Task requirements:
All lines in the data bearing the string "fingernail" should be identified and copied.

***

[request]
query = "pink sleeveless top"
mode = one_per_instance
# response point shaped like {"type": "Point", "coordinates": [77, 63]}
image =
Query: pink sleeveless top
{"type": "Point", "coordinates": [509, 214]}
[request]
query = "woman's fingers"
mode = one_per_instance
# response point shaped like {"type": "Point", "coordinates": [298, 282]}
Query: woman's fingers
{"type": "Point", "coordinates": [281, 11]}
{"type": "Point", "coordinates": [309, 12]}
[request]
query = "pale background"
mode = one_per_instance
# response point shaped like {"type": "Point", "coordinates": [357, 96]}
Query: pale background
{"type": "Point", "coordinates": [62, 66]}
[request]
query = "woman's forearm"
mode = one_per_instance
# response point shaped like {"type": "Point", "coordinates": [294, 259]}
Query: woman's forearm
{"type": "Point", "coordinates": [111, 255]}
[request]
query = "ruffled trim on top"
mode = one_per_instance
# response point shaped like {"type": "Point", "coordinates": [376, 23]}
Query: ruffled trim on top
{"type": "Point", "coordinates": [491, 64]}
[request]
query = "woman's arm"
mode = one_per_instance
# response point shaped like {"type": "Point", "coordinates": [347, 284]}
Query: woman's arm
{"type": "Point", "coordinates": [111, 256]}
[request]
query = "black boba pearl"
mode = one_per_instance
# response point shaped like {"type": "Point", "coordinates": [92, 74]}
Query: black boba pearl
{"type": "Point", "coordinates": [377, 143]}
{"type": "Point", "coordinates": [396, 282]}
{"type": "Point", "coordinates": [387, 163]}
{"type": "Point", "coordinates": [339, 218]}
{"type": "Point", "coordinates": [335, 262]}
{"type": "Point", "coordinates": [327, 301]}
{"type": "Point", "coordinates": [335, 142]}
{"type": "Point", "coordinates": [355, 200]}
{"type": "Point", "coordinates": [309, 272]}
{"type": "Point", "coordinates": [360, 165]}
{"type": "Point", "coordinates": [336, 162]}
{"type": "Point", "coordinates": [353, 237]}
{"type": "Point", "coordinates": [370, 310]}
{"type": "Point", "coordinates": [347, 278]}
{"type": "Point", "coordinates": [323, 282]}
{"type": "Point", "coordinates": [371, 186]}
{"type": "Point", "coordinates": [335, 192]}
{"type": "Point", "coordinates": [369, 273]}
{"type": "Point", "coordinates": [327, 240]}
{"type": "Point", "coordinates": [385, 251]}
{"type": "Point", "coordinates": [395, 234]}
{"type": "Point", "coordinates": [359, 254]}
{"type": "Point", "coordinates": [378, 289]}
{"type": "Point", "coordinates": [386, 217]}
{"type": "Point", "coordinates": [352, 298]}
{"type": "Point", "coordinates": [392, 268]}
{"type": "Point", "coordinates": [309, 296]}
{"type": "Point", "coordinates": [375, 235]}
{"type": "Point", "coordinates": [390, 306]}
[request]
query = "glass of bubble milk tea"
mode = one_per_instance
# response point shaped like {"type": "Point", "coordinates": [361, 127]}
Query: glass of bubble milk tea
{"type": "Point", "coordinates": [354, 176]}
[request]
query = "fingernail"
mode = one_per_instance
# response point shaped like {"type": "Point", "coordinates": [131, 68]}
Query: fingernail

***

Task response:
query = "fingernail"
Query: fingernail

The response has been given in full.